● Problem to work on
Pick out each line of the entries below that contains the word "water", treating case as significant, and copy those lines in full.

-- start of Dataset extract --

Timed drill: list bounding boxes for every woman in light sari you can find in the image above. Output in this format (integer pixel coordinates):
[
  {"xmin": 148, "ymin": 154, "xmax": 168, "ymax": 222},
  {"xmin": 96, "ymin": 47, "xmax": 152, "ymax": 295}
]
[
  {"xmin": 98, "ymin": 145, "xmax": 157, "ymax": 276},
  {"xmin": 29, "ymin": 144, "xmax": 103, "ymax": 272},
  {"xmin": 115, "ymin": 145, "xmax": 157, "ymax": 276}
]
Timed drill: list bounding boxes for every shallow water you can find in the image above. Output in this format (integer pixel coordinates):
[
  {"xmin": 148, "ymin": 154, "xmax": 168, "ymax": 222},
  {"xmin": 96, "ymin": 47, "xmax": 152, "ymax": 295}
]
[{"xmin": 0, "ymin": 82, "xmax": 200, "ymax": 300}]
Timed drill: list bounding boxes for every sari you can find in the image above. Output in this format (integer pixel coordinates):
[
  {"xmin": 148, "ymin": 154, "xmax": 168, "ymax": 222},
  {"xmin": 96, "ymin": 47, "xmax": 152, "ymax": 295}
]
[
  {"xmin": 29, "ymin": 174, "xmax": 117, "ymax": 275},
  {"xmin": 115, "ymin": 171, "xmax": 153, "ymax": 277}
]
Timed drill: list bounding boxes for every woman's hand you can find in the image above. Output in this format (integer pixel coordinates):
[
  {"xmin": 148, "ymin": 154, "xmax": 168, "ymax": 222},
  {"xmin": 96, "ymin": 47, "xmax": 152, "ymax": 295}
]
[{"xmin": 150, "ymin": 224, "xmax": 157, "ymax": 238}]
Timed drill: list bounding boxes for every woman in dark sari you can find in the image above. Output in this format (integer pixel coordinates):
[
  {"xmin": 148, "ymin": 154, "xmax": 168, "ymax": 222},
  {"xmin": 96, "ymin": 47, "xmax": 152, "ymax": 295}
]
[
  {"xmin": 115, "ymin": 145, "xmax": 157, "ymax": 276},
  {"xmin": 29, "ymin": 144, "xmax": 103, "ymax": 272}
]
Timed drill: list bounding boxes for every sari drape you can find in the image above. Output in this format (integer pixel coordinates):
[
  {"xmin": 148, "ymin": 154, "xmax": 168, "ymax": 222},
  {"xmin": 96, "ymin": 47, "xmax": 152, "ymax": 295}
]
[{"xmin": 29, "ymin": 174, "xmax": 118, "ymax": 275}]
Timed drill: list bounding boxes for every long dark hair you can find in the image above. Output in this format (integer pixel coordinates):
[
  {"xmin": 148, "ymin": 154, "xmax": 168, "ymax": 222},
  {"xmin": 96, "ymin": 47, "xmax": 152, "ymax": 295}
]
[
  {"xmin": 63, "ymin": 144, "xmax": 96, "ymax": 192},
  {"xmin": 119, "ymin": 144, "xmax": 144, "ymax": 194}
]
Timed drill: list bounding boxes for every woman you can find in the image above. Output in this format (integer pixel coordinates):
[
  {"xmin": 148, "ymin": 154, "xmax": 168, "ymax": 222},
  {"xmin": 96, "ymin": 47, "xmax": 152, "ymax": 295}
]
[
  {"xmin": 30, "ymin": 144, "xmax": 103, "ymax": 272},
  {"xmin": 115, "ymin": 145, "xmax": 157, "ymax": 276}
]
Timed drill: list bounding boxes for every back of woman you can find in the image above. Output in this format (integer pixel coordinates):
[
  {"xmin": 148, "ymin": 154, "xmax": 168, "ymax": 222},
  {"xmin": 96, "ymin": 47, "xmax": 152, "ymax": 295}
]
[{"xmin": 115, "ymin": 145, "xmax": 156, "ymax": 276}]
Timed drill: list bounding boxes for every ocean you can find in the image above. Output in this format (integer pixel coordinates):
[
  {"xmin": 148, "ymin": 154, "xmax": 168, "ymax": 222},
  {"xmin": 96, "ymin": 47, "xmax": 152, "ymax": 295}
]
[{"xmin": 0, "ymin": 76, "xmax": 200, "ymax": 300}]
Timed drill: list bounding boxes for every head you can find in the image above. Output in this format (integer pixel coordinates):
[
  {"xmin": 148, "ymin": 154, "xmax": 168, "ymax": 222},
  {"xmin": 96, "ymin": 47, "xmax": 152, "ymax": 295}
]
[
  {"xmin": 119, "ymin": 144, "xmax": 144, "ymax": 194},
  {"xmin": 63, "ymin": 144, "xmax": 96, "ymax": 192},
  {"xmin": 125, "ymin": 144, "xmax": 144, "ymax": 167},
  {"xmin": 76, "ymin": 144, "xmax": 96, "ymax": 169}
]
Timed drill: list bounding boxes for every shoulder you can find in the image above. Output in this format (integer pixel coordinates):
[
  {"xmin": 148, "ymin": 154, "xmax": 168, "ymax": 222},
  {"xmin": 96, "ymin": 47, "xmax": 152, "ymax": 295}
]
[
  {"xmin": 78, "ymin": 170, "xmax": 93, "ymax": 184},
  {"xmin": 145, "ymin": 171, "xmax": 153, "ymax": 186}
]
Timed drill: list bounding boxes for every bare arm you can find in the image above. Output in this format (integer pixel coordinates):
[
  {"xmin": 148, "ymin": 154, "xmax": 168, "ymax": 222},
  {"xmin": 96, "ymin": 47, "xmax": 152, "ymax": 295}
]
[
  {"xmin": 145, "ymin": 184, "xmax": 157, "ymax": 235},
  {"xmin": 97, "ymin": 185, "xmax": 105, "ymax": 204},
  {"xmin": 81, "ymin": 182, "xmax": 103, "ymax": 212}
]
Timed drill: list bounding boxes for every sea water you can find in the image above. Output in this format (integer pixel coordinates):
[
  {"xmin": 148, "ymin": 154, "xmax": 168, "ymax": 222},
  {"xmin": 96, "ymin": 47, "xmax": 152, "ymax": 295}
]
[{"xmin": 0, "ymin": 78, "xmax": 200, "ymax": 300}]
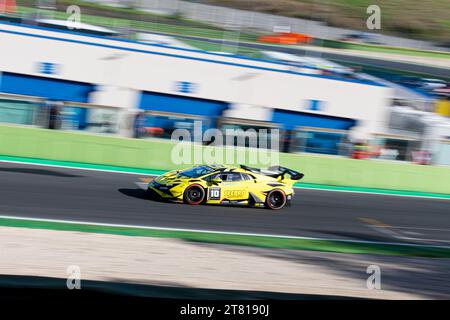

-- end of Dataset extract --

● Exercise output
Timed drill: list bounding boxes for every shallow water you can find in the image above. Output in this format (integer pixel coordinates):
Timed drill: list bounding boxes for every sea water you can find in the image above. Output in this format (integer pixel coordinates):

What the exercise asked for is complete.